▸ **Testo fornito**:
────────────────

L'Ubikuità, la randomizzazione intensiva e più in generale l’ipotesi di una autonomia che rompa l'involucro che la tiene a freno e espandendosi fino ad annullare il diaframma tra inner space ed outer space, sono tutti segni non casuali della profonda esigenza di stringere patti più duraturi ed agganci più saldi con l'immaginario, con il flusso linfatico caldo e denso dello spurgo che altri chiamano "umanità".

Il recupero dell'effimero e quindi, perciò, dell'ESTETICO, comune tra l'altro alla più spiazzata pseudoavanguardia musicale, soccorre ed alimenta lo sforzo escrementizio che sostiene il discorso ubikuo per andare oltre il totalitarismo della ragione.

In questa prospettiva speculare l'Ubikuità, così come il buddismo (con mezzi e percorsi diversi, ovvio), assume il ruolo decisivo nel mondo moderno: il ruolo della negazione, del rifiuto: del linguaggio dei fatti, che il potere esibisce come unicum reale per lo status quo dei suoi lager.

Ubikuità significa dunque un VIOLENTO DISSENSO verso il pratico ed il politico. Non una realtà come rappresentazione, non la rappresentazione come realtà, ma l'Ubikuità come randomizzazione di una società asociale. Il ruolo dell’Ubikuità non è quello di trasformare l'immanenza e rovesciare quindi la realtà, immediatamente, Questo, semmai, è il compito del "lumpenariato". E tuttavia l’Ubikuità fiancheggia l'azione rivoluzionaria, tenendo viva, e nascostamente alimentando, la mentalità del dissenso.

────────────────

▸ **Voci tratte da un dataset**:
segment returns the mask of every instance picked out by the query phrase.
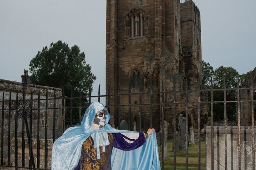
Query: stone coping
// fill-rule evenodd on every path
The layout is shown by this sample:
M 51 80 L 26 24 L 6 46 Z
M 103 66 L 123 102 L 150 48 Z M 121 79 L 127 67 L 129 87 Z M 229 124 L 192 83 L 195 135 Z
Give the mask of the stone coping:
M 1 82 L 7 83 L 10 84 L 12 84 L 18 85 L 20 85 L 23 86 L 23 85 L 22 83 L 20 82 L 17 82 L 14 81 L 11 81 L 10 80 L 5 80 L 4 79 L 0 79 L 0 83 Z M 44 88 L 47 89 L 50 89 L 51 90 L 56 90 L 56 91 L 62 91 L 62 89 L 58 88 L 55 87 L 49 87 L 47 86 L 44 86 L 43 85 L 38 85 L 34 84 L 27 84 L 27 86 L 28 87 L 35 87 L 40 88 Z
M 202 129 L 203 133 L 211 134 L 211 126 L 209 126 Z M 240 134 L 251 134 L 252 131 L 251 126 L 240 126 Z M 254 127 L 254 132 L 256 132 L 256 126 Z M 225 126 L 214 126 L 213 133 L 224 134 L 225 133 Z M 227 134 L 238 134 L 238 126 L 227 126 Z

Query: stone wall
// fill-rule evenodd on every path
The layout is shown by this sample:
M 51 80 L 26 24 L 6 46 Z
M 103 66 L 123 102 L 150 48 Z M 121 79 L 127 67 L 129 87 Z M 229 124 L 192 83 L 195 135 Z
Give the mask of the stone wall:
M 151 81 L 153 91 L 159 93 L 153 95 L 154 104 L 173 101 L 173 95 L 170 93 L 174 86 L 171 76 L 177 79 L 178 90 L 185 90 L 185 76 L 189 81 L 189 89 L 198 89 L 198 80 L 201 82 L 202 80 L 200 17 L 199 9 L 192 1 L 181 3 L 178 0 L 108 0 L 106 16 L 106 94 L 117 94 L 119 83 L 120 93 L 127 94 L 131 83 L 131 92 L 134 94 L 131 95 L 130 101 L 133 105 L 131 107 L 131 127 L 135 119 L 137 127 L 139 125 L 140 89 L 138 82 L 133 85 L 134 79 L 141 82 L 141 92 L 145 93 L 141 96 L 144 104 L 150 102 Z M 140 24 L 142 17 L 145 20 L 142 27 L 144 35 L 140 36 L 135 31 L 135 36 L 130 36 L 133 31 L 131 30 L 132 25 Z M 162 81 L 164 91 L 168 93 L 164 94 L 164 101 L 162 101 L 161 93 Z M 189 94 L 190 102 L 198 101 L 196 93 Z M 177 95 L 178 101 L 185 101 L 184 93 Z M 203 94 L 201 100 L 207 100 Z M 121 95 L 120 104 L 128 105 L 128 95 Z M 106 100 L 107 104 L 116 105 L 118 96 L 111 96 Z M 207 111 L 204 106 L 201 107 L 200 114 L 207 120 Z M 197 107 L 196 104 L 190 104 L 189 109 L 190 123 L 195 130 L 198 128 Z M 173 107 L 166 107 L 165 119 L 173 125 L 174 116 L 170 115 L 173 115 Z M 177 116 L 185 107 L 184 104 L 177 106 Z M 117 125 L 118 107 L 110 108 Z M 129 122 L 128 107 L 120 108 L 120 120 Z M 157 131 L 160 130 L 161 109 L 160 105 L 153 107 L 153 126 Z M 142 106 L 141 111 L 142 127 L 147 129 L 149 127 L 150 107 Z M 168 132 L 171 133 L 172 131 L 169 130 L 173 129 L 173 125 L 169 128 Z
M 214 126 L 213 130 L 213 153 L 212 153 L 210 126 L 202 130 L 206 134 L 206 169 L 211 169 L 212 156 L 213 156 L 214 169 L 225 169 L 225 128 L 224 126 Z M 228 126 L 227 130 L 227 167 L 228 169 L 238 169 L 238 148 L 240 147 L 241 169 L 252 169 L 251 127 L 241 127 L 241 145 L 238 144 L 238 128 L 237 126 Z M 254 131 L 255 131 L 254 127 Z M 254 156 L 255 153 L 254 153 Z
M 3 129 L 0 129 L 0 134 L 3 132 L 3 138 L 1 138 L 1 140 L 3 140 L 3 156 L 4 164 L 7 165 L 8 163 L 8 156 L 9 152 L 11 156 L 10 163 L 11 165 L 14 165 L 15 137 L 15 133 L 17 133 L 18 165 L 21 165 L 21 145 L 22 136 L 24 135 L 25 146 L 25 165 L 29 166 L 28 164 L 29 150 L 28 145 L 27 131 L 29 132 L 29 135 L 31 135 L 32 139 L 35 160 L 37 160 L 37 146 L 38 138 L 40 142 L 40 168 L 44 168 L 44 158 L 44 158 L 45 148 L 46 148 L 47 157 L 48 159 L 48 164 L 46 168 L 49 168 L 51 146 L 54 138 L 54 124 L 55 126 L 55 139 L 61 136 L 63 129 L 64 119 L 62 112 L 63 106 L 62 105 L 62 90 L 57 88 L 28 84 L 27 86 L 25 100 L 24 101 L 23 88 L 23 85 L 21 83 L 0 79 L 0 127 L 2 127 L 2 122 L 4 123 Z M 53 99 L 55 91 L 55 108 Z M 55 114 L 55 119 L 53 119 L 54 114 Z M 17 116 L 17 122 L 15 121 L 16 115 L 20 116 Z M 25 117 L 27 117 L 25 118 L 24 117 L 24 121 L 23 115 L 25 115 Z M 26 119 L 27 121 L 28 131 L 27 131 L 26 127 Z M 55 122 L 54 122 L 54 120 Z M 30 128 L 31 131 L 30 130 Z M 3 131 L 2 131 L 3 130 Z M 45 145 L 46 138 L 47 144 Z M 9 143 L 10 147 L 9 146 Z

────────────────

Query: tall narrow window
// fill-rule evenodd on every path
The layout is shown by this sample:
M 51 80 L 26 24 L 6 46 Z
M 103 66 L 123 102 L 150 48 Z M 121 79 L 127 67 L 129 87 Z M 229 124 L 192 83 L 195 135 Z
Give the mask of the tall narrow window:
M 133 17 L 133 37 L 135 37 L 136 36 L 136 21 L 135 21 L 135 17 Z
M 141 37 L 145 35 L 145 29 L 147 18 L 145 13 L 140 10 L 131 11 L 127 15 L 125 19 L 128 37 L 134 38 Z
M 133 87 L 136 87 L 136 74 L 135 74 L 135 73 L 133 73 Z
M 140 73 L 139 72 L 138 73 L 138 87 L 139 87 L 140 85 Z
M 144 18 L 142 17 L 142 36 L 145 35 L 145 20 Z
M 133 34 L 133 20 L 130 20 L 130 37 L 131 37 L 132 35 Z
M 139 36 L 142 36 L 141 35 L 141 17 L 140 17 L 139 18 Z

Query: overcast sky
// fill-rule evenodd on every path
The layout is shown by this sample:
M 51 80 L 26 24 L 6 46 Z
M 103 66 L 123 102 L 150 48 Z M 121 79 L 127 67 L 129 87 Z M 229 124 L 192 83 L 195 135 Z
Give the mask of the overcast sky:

────────────────

▸ **Cosa fare**:
1 - Rispondi a queste domande sul testo sull'Ubikuità:
(a) Che cosa altri chiamano "umanità"?
(b) Con quale dottrina viene accostata l'Ubikuità nel ruolo della negazione e del rifiuto?
(c) A chi spetta il compito di trasformare l'immanenza e rovesciare la realtà?
2 - Indica se ciascuna affermazione concorda con il testo sull'Ubikuità e cita le parole del testo che lo decidono.
(a) L'Ubikuità ha il compito di rovesciare immediatamente la realtà.
(b) L'Ubikuità fiancheggia l'azione rivoluzionaria.
(c) Il recupero dell'effimero è comune alla più spiazzata pseudoavanguardia musicale.
3 - Scrivi, per favore, il seguito del testo sull'Ubikuità, partendo dopo la sua ultima frase.

▸ **Risposte per compito**:
1 -
(a) Il flusso linfatico caldo e denso dello spurgo.
(b) Il buddismo.
(c) Al "lumpenariato".

2 -
(a) No: "Il ruolo dell’Ubikuità non è quello di trasformare l'immanenza e rovesciare quindi la realtà, immediatamente".
(b) Sì: "E tuttavia l’Ubikuità fiancheggia l'azione rivoluzionaria".
(c) Sì: "comune tra l'altro alla più spiazzata pseudoavanguardia musicale".

3 -
Ed in questa ottica globale, si inserisce anche la nostra critica alla fantascienza intesa come tale ed evulsa dal crogiuolo del fantasticare. È in atto un generale processo di superamento della fantascienza come si era andato creando nelle punte più fredde e perciò esemplari della New Wave, dove la fantascienza travalicava la precisione della forma e la "chiarezza" della sua nozione. Nella New wave la nozione fantascientifica assieme alla sua forma viene subordinata in vista del significato, che è inquadrato in quanto relazione, cioè appartenenza ad una serie. Non conta in questo settore d'avanguardia né la nozione né la forma presi nella loro singolarità, me la serialità del "genere" con le sue varianti sincroniche, che creano quasi una perdita di senso.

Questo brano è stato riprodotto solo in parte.